Excerpted passage:
The subscripts $I$ and $L$ signal that the parameters do not necessarily mean exactly the same thing as in the true model. One might think that the intercept-only model, being in some sense closer to the true model, is better than the simple linear model. The point of this post is to show that this is not necessarily the case.

As mentioned above, we are interested in testing whether $\beta_1$ is different some zero. Therefore we will study the behaviour of the three test statistics for $\beta_1$ from the three models under the true data-generating mechanism,

$Z_T = \frac{\widehat \beta_1}{SE_{T}}, \qquad Z_I = \frac{\widehat \beta_{I,1}}{SE_{I}}, \qquad Z_L = \frac{\widehat \beta_{L,1}}{SE_{L}}.$

The estimators here are the usual maximum likelihood estimators; the standard errors are obtained from the inverse (observed) Fisher Information matrix as usual. These quantities thus correspond to the test-statistics coming out of traditional R packages and functions, like ${\rm lme4}$ for the LME models, and $\rm lm$ for the linear model. The following results are obtained from large-sample approximations, i.e. when we assume that the number of groups $n$ increases towards infinity. In a finite sample there might be other things going on in addition to the effect we will see here. By using some of the results in "Focused model selection for linear mixed models, with an application to whale ecology." by Cunen, Walløe and Hjort, we have worked out the (asymptotic) distribution of each of the three test statistic above under the true LME model.

From now on we consider the case where $\beta_1=0$, so there really is no association between the response and the covariate. In that case we expect that we should wrongly reject the null hypothesis of no association between $x$ and $y$ 5% of the times. Equivalently, we know that the distribution of $Z_T$ will be approximately standard normal (and with the approximation getting better as $n$ increases). Under the true LME model, the test statistics $Z_I$ and $Z_L$ have distributions that are different from the standard normal, see for example the following figure.

Dataset content:

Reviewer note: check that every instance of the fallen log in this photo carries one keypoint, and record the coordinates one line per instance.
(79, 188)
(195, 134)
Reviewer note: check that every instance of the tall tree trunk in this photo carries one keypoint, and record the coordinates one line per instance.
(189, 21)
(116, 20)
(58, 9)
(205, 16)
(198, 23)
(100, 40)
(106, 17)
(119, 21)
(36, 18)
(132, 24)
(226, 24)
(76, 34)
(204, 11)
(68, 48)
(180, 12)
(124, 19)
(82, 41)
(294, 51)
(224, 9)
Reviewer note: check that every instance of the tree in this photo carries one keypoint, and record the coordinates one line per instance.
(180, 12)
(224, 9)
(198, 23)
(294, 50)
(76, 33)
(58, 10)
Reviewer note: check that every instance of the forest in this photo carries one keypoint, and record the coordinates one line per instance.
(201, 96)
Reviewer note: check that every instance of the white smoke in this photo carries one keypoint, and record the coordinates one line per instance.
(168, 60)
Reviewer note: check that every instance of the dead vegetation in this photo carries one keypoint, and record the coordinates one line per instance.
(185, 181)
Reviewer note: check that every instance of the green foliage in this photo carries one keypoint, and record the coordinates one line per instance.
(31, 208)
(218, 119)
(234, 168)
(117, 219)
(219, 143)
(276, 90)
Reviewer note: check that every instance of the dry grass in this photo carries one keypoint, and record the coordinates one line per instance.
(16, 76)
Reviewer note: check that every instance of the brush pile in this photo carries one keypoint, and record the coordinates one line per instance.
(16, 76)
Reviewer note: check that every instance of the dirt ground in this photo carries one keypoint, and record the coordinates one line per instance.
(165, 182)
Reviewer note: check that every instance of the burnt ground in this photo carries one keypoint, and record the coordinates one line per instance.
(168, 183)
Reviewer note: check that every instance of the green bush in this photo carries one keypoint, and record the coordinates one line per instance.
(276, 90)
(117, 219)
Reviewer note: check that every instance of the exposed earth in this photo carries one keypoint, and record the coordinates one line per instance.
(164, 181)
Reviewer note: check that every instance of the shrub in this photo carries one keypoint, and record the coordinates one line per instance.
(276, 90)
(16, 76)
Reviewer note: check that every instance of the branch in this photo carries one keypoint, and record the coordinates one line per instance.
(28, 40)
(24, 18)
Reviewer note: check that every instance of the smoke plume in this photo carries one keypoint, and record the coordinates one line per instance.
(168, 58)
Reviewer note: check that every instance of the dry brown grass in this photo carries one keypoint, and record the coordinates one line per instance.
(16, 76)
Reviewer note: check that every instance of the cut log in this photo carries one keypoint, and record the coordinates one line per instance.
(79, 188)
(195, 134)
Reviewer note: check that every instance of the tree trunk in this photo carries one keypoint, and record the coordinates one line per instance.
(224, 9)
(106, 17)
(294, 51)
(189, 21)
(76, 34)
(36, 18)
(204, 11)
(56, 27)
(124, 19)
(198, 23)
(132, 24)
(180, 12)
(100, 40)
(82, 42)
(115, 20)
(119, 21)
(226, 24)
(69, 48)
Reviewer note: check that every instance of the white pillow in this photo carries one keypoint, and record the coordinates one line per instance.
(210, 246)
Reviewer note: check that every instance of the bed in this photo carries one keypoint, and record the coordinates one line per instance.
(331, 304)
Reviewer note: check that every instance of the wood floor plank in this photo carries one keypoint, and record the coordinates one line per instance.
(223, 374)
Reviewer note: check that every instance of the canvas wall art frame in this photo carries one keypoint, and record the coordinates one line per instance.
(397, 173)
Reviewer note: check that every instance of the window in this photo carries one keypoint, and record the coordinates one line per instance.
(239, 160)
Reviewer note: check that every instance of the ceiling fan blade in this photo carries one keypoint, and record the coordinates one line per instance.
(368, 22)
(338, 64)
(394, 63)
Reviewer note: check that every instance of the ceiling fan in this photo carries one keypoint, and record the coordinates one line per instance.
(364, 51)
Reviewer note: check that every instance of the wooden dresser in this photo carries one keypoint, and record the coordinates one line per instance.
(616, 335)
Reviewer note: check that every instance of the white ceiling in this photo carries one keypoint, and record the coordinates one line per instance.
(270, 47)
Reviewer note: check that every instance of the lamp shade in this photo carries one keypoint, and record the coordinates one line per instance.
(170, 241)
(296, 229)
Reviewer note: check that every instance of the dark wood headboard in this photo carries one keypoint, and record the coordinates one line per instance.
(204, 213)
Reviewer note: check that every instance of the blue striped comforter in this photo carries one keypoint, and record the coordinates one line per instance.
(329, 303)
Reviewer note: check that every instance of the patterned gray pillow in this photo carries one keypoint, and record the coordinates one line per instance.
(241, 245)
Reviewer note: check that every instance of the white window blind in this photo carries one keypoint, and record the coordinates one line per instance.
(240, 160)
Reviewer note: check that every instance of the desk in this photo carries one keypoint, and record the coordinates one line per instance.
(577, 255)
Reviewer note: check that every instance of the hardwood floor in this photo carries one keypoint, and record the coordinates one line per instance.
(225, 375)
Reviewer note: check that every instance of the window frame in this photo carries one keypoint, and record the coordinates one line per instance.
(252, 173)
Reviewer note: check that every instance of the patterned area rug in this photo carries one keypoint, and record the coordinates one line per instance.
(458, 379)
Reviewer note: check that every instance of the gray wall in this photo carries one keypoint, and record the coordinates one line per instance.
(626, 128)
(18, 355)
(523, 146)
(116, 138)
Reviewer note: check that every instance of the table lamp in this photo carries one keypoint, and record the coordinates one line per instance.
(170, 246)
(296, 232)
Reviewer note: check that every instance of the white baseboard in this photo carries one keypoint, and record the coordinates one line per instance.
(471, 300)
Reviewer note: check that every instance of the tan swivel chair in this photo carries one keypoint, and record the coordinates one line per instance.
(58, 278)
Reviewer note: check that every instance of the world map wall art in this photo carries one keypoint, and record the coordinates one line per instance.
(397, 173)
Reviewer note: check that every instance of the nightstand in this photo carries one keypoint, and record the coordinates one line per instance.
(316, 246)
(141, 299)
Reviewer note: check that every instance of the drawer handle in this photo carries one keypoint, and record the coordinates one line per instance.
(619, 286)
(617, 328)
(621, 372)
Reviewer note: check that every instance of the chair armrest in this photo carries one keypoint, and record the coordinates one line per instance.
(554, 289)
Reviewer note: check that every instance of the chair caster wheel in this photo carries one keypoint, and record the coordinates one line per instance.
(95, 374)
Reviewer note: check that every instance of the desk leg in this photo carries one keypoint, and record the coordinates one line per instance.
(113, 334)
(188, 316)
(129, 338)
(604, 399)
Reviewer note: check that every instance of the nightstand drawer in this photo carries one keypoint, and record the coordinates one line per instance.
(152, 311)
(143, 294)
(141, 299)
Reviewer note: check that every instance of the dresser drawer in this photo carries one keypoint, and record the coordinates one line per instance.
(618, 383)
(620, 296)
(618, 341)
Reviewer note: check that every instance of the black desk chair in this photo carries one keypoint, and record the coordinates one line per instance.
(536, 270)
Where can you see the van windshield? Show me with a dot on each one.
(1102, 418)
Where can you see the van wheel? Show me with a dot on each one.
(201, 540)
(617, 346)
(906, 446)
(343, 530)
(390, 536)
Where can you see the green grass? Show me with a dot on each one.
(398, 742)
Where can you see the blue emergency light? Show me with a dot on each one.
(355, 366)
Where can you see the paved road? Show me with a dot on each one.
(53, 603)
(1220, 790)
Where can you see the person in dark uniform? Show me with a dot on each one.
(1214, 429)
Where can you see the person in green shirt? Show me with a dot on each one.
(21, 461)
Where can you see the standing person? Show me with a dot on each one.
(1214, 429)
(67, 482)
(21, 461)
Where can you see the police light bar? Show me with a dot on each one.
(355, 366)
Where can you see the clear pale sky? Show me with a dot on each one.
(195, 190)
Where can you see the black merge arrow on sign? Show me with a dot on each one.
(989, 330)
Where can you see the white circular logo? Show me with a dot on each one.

List of tasks:
(a) In the passage on test statistics under the true mixed model, could you edit everything from "The estimators here" down to "true LME model.", putting "asymptotic approximations" in place of "large-sample approximations"?
(b) Can you resume the passage on test statistics under the true mixed model, picking up after its last sentence?
The records are separate material with no connection to the text above them.

Responses per task:
(a)
The estimators here are the usual maximum likelihood estimators; the standard errors are obtained from the inverse (observed) Fisher Information matrix as usual. These quantities thus correspond to the test-statistics coming out of traditional R packages and functions, like ${\rm lme4}$ for the LME models, and $\rm lm$ for the linear model. The following results are obtained from asymptotic approximations, i.e. when we assume that the number of groups $n$ increases towards infinity. In a finite sample there might be other things going on in addition to the effect we will see here. By using some of the results in "Focused model selection for linear mixed models, with an application to whale ecology." by Cunen, Walløe and Hjort, we have worked out the (asymptotic) distribution of each of the three test statistic above under the true LME model.

(b)
Distribution of the three test statistics, with $\beta_0=1$, $\sigma=1$, $D=[2, 0; 0, 1]$, $\bar x =1$, $sd(x)=0.5$.

All three are centered at zero, so there is no systematic bias in the estimation of $\beta_1$ (at least asymptotically), but the two wrong models will produce large test statistics at a much higher rate than when using the true model. Of course that is hardly surprising, since these models are, as I just said, wrong and we cannot expect the ordinary guarantees to hold. What is perhaps a bit surprising is that for this choice of $\beta$, $\sigma$, $D$ (and $x$) the intercept-only model is worse than the simple linear model: it has a much higher chance of producing a large test statistics which will lead to rejection of the null hypothesis. This is un-intuitive since we might feel that the intercept-only model is somehow closer to the true model than the linear one, which does not take the group structure into account at all.

The precise fate of the two "wrong" test statistics depends a lot on where we are in the parameter space, and also on characteristics of the covariate. See a couple of different scenarios in the figure below. Sometimes both wrong models are very bad, sometimes both are rather good, and sometimes $Z_I$ is indeed closer to the standard normal than $Z_L$. Still, from my brief investigations the phenomenon I have described here seems to be reasonably widespread.

Distribution of the three test statistics. Left: with $\beta_0=1$, $\sigma=1$, $D=[2, 0; 0, 1]$, $\bar x =1$, $sd(x)=2$. Right: with $\beta_0=1$, $\sigma=5$, $D=[5, 0; 0, 0.1]$, $\bar x =1$, $sd(x)=1$.

I hope to come back with more details in a future post, but for now I can indicate the following that the two wrong models are particularly bad when:

$\gamma_0$ and $\gamma_1$ are large (see notation above);
$\sigma$ is small;
the group sizes $m_i$ are big;
the spread in the covariate is large.

In most settings I have investigated, $Z_I$ is further from a standard normal than $Z_L$, unless $\sigma$ is particularly large.